▸ Entries shown
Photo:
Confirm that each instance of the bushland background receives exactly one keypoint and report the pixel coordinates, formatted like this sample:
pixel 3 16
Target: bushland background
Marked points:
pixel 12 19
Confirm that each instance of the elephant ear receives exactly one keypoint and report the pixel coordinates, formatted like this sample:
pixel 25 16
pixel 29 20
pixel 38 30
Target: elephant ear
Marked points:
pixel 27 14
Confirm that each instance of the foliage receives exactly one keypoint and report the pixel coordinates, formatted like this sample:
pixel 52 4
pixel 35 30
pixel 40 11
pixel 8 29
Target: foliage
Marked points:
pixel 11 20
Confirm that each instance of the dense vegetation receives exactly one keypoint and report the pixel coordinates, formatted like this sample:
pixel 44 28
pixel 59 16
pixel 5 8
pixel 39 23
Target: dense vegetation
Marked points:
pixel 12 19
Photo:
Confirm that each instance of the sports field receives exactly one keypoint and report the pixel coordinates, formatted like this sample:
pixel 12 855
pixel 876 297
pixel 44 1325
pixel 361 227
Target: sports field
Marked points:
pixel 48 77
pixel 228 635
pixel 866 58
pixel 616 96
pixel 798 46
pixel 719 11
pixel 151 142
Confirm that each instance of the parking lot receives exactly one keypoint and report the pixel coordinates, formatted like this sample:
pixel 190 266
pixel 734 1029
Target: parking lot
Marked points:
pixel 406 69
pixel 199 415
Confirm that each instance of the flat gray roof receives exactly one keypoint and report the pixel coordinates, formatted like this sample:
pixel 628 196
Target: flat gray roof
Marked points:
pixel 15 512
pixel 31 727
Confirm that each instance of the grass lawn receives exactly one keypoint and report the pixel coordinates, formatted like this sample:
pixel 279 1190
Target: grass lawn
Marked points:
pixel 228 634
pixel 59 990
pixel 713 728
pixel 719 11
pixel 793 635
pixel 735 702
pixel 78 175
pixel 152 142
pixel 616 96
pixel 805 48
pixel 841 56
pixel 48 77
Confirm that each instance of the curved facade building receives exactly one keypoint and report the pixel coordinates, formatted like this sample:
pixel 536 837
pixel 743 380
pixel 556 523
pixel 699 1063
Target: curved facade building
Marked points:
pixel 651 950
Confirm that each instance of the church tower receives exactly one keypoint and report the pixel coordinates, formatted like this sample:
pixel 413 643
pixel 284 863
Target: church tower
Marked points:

▸ Challenge
Copy every one of the records above verbatim, keeping each line unchanged and in its original order.

▸ Correct output
Photo:
Confirm that each instance of the bushland background receives exactly one keypoint and report the pixel coordinates, formatted like this sample:
pixel 3 16
Target: bushland background
Marked points:
pixel 12 19
Confirm that each instance of the elephant ear receives exactly one keypoint and report the pixel coordinates, formatted like this sample:
pixel 25 16
pixel 29 20
pixel 38 30
Target: elephant ear
Marked points:
pixel 27 14
Confirm that each instance of the foliage receives exactly one keypoint and report the pixel coordinates, formatted like this sample:
pixel 52 4
pixel 35 30
pixel 40 11
pixel 8 29
Target: foliage
Marked points:
pixel 11 20
Confirm that each instance of the dense vegetation receives exactly one keypoint and report the pixel coordinates, formatted like this sample:
pixel 44 28
pixel 59 16
pixel 5 8
pixel 39 23
Target: dense vegetation
Marked points:
pixel 12 19
Photo:
Confirm that each instance of the sports field receives exactly one keypoint and report the pixel coordinates, formatted like this sample:
pixel 12 855
pixel 876 297
pixel 44 1325
pixel 361 227
Target: sports field
Marked points:
pixel 48 77
pixel 228 635
pixel 866 58
pixel 616 96
pixel 798 46
pixel 719 11
pixel 151 142
Confirm that each instance of the parking lot receives exactly one keypoint and report the pixel coordinates, formatted like this sample:
pixel 190 266
pixel 734 1029
Target: parking lot
Marked points:
pixel 406 69
pixel 199 415
Confirm that each instance of the flat gray roof receives exactly one keypoint and report the pixel coordinates, formatted like this sample:
pixel 628 196
Target: flat gray roof
Marked points:
pixel 15 512
pixel 31 727
Confirm that each instance of the grass lawn receives exactly one keypoint and report the pixel coordinates, formatted like this sample:
pixel 279 1190
Target: grass lawn
Marked points:
pixel 228 634
pixel 59 990
pixel 713 728
pixel 719 11
pixel 793 635
pixel 735 702
pixel 78 175
pixel 152 142
pixel 616 96
pixel 805 48
pixel 841 56
pixel 48 77
Confirm that each instance of the curved facade building receives exactly one keypoint and report the pixel coordinates, formatted like this sample:
pixel 536 837
pixel 743 380
pixel 556 523
pixel 699 1063
Target: curved facade building
Marked points:
pixel 651 950
Confirm that each instance of the church tower receives exactly one keypoint and report the pixel coordinates, formatted like this sample:
pixel 413 643
pixel 284 863
Target: church tower
Marked points:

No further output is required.